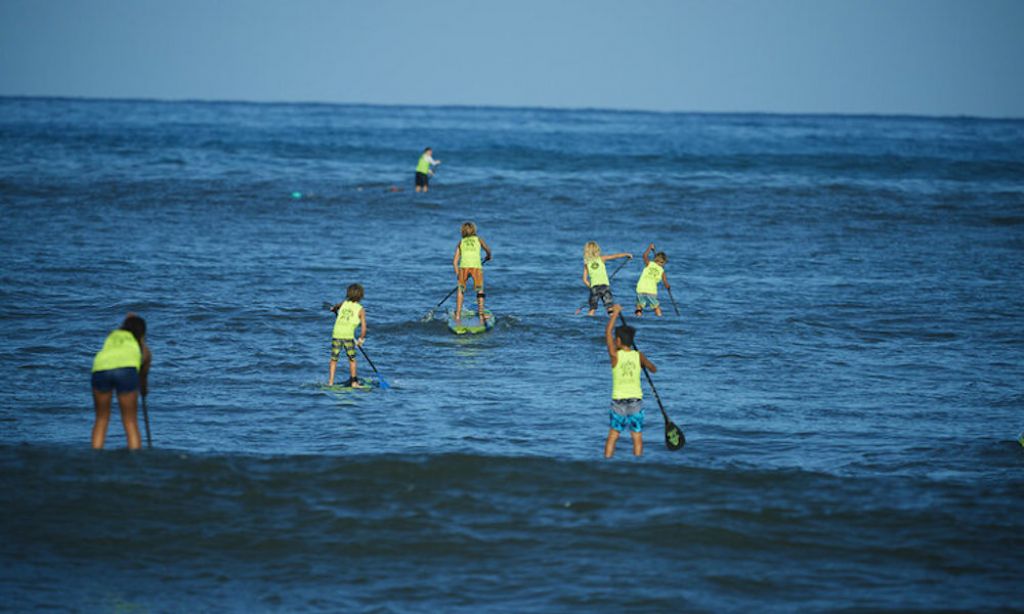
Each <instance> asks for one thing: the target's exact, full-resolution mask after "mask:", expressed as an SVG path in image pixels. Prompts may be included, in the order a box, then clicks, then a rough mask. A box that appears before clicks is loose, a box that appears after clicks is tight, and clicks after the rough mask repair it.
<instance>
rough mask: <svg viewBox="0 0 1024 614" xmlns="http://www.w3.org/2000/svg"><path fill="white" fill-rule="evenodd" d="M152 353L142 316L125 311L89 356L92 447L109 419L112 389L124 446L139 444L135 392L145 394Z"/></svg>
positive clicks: (95, 447) (113, 396)
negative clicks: (121, 423) (100, 344)
mask: <svg viewBox="0 0 1024 614" xmlns="http://www.w3.org/2000/svg"><path fill="white" fill-rule="evenodd" d="M152 360H153V354H151V353H150V348H147V347H146V345H145V320H144V319H142V318H140V317H139V316H137V315H135V314H134V313H129V314H128V315H127V316H126V317H125V321H124V322H123V323H122V324H121V327H120V328H118V330H117V331H114V332H113V333H111V334H110V335H108V336H106V340H105V341H103V348H102V349H101V350H99V352H97V353H96V356H95V357H94V358H93V360H92V402H93V405H94V406H95V409H96V422H95V424H94V425H93V427H92V447H93V448H95V449H100V448H102V447H103V442H104V440H105V439H106V427H108V425H110V422H111V405H112V404H113V402H114V394H115V392H116V393H117V395H118V406H119V407H120V408H121V423H122V424H123V425H124V427H125V435H126V436H127V438H128V449H132V450H135V449H138V448H140V447H142V438H141V436H140V435H139V432H138V393H139V391H140V390H141V392H142V396H143V397H145V394H146V392H148V390H147V386H146V378H147V376H148V374H150V363H151V362H152ZM147 424H148V423H147Z"/></svg>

□ □ □

**TASK TO COMPLETE**
Look over the entries above and tally the lines containing the string "instance"; the answer is that total only.

**EXERCISE RESULT**
2